**TEXT PROVIDED**
☆ ☆ ☆ ☆ ☆
# Muslims



## ~~Susita~~ (Sep 2, 2006)

I've recently befriended a Muslim man (not radical) and have been somewhat finding out more about his religion. He's going to get me a copy of the Koran and I'm wondering if any of you have any experience with witnessing to Muslims? Help and advice would be GREATLY appreciated. Along with prayers for his salvation.

Thanks in advance!


----------



## Puritanhead (Sep 3, 2006)

You could start with the law of the Moses, and then declare why you believe Christ and Gospel.


----------



## Ivan (Sep 3, 2006)

A bit of advice, Susan. Although we Christians we do not believe the Koran is a divinely inspired book, the Muslims do. Handle the book with respect, especially in his presence. Remembering an experience of a girl in my college days, she left the Koran in the toliet, which had been given to her by a male Muslim student. Let's just say he wasn't happy.


----------



## LadyFlynt (Sep 3, 2006)

Start placing your Bible on the highest shelf in the house and make sure it is a Bible that has NOT been written in. That is how a muslim believes scriptures should be shown respect. Do not ever show them a bible that has been written in.
☆ ☆ ☆ ☆ ☆
**WRITTEN EXERCISE 1**
In the forum thread about witnessing to a Muslim friend, where does LadyFlynt say to keep the Bible in the house?
**WRITTEN EXERCISE 2**
Resume the forum thread about witnessing to a Muslim friend, starting after its last post.

**MATERIAL PROVIDED**
☆ ☆ ☆ ☆ ☆
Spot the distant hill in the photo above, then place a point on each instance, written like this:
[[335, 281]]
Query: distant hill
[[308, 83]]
☆ ☆ ☆ ☆ ☆
**FINAL RESULT 1**
On the highest shelf in the house.

**FINAL RESULT 2**
----------



## ~~Susita~~ (Sep 3, 2006)

don't write in my Bible?? Wow. The highlighter has become like my best friend


----------



## Puritanhead (Sep 3, 2006)

> _Originally posted by ~~Susita~~_
> don't write in my Bible?? Wow. The highlighter has become like my best friend


 Get another Bible that you won't highlight in.


----------



## Greg (Sep 3, 2006)

Susan,

I haven't read it yet, but this book has been recommended to me:

Islam: What Every Christian Should Know


----------



## ~~Susita~~ (Sep 3, 2006)

I don't think he's very strict in the dietary areas?

Thanks, folks! I've had people sending me interviews and such, so this is probably going to help a lot. Pretty much what we've discussed is Mo being a child molestor (to which his response was that in the desert heat, it often causes girls to mature much faster and that they are considered women when they have their first menstrual cycle. It wasn't totally uncommon for men to marry such young girls back then. And also, Mo's reason for marrying her was so that he could teach her to pass on his teachings, being that she was so young she could memorize things more easily. Interesting, no?) and the 66 wars he led (which I still need to look into. His thing for that was Mo was doing so out of defense?).


----------



## Covenant Joel (Sep 3, 2006)

A couple of things are pretty important when it comes to Islamic evangelism:

Community is all important to them (assuming your friend is a practicing Muslim). That's why it is so difficult for Muslims to leave their religion to join another faith. They MUST see that Christians have a community too. They must see that we have a community created by the Spirit and bound by the love of Christ.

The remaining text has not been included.